Instructions for the task. Tally the lines in the records below that contain the string "hair", treating case as significant, and give only the number.

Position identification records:
★ ★ ★ ★ ★
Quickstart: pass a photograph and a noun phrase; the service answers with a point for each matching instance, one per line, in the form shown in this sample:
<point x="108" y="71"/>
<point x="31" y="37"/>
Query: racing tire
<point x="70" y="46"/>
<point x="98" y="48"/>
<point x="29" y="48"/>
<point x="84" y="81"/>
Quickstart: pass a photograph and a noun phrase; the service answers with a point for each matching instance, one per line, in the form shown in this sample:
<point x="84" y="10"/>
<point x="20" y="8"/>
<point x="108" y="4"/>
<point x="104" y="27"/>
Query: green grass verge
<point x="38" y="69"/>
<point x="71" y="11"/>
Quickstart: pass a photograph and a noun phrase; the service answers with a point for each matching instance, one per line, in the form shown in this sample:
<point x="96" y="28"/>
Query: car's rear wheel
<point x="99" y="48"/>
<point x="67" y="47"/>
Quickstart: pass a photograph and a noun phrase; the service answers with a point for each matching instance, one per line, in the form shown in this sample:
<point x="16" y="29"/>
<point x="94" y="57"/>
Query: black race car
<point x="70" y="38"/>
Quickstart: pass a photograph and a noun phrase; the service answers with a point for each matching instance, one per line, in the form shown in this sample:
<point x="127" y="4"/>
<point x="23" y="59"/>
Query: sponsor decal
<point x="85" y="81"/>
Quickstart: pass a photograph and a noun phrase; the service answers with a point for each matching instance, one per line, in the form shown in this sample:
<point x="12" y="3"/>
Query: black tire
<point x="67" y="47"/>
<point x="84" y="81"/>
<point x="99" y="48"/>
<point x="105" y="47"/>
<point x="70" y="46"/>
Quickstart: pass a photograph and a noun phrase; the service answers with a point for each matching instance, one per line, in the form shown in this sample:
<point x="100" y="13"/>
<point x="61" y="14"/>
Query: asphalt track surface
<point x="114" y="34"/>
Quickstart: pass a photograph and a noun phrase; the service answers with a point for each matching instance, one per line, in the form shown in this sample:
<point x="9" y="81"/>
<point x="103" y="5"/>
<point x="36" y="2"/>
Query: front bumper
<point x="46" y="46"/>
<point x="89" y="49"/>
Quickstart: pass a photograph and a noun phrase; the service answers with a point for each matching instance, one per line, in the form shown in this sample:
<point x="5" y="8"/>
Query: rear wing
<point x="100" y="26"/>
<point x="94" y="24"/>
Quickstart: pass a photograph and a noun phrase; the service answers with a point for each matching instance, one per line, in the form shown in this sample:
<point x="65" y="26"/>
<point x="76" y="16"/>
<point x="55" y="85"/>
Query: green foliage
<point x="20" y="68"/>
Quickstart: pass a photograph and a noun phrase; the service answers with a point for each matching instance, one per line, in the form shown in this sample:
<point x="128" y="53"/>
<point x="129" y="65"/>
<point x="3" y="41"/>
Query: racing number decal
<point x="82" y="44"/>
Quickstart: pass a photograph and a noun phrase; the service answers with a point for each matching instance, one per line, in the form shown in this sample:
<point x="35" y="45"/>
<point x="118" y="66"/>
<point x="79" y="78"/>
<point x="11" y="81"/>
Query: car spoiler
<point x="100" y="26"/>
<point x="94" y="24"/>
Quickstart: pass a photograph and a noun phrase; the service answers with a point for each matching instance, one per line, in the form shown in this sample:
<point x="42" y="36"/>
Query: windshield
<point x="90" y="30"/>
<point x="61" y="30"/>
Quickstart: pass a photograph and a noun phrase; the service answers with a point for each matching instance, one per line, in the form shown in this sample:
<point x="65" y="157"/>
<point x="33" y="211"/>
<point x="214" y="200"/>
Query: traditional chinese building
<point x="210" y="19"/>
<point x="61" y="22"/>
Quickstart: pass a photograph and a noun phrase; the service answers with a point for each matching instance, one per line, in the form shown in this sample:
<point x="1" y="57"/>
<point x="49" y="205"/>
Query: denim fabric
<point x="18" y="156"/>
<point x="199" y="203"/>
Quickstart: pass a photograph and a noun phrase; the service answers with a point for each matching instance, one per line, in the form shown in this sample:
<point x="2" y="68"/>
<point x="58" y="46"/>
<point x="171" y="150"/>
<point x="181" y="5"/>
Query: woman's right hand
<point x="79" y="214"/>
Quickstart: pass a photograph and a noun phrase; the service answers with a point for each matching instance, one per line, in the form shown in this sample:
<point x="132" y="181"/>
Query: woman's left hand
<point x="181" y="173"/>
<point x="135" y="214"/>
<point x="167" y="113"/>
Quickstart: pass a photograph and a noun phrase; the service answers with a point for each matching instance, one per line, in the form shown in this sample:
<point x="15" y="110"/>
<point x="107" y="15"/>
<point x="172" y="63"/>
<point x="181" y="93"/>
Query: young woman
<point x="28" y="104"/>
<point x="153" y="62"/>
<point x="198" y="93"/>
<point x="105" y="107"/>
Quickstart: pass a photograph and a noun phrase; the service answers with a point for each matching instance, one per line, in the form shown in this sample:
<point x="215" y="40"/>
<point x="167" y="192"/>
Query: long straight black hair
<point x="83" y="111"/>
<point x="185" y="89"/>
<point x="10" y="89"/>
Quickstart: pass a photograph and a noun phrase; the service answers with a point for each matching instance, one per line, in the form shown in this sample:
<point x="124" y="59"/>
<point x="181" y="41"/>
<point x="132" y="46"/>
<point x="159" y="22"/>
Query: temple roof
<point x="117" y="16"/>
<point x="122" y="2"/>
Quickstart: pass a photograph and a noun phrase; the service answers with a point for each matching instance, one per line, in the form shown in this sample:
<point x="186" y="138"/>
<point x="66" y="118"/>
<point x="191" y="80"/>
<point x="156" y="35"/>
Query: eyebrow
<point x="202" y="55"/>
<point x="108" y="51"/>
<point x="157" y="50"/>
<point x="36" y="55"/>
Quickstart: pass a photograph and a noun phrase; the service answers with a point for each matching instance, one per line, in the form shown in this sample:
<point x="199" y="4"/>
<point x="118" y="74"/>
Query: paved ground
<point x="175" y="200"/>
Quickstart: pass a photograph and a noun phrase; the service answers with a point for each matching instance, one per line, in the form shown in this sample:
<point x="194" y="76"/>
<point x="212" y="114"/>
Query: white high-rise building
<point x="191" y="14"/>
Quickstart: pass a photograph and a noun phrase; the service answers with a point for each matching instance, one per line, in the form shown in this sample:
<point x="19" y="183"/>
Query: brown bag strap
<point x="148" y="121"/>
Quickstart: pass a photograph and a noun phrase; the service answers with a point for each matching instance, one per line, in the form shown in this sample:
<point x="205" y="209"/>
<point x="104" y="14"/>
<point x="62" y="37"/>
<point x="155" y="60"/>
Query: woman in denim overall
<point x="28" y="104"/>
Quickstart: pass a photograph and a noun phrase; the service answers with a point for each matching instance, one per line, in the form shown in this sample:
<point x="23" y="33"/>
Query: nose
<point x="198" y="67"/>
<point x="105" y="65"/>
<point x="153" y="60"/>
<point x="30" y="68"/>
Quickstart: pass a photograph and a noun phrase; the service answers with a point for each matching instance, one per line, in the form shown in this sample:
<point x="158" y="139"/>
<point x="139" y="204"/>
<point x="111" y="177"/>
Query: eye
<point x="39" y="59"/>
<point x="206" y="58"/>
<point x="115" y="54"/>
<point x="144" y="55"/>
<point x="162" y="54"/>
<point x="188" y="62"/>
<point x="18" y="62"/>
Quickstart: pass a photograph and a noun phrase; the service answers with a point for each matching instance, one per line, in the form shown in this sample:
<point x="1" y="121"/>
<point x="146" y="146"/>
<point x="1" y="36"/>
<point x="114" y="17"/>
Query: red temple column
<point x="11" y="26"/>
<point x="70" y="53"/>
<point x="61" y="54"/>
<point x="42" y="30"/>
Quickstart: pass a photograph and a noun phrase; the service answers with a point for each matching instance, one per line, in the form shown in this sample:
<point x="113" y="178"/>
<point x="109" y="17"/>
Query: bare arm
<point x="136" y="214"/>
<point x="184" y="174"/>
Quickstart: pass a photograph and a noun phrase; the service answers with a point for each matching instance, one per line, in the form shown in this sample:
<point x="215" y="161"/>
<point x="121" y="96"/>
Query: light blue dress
★ ★ ★ ★ ★
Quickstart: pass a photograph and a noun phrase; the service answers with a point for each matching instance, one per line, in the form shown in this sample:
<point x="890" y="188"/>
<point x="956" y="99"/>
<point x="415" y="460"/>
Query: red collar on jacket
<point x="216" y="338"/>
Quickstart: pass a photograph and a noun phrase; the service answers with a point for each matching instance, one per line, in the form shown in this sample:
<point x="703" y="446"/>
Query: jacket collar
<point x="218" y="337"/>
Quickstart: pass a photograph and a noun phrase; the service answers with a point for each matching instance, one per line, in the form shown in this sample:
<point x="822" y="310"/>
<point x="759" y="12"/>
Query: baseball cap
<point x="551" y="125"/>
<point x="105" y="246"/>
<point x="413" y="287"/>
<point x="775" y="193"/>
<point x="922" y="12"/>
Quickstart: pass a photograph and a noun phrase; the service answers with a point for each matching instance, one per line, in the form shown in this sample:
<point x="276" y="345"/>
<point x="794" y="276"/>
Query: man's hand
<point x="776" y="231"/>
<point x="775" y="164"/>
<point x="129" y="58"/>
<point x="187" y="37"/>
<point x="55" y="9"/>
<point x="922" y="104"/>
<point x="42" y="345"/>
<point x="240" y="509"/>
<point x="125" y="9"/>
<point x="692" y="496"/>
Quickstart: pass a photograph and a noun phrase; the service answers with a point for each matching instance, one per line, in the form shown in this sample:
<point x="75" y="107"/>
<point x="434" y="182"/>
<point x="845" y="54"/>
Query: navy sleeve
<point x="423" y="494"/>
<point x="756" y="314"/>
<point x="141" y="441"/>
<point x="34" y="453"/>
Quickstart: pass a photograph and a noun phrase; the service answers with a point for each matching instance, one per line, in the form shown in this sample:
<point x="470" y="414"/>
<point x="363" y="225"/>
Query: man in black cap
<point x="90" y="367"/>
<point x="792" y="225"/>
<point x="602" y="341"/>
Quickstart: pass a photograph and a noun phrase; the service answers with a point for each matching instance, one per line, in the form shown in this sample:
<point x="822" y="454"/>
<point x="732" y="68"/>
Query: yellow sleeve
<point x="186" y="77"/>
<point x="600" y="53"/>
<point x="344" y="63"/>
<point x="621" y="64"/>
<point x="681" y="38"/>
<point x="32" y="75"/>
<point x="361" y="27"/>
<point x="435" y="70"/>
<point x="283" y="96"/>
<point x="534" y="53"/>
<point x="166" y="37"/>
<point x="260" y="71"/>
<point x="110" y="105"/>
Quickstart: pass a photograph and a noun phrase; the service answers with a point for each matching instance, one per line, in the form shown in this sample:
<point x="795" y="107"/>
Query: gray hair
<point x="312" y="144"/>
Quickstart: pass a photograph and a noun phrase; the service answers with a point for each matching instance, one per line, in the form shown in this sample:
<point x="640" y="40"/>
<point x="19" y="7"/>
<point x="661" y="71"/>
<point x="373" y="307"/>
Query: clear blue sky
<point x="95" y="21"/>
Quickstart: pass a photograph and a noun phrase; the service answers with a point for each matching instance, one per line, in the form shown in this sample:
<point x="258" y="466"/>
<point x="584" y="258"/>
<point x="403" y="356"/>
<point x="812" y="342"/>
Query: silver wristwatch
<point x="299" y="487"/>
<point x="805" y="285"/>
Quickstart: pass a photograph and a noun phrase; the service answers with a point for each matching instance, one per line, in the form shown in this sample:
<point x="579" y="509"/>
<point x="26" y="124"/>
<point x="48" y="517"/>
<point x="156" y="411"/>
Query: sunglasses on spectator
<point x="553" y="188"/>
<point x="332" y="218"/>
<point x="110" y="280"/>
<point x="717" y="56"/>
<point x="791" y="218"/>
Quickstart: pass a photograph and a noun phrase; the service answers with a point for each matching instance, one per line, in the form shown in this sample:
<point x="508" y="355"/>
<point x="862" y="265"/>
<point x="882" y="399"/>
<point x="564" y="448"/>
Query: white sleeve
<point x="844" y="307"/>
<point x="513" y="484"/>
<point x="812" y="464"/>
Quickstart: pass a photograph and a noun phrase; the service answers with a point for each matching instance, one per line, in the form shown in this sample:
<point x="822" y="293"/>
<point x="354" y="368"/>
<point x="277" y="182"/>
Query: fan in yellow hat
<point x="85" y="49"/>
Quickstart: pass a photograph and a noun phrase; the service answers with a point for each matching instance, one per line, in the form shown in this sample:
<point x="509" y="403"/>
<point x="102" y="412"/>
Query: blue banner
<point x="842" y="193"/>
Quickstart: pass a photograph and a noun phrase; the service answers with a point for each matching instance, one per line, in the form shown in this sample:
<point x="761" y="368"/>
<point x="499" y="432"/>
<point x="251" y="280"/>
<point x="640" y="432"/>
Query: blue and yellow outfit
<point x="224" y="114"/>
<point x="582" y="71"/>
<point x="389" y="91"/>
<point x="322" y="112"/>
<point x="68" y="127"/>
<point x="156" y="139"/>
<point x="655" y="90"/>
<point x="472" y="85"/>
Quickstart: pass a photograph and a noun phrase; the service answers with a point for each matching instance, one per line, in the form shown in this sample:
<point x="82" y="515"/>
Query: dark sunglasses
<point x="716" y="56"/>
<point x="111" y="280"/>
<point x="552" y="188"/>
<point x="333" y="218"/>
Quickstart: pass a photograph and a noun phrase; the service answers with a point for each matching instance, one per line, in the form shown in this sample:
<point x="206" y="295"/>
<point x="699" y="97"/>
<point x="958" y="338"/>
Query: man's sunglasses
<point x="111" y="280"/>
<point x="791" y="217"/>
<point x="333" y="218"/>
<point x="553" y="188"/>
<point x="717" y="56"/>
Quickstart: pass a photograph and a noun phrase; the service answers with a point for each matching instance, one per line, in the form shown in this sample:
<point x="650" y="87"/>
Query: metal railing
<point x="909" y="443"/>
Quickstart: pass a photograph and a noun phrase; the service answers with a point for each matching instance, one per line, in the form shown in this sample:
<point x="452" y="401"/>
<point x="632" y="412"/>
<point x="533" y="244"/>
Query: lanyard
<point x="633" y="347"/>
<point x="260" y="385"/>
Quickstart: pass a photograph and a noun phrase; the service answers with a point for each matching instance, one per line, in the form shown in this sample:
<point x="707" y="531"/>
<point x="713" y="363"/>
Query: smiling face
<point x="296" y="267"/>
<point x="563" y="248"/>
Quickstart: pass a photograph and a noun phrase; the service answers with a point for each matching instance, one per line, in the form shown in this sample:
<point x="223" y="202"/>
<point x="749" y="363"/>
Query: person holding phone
★ ★ ★ ★ ★
Complete response. 2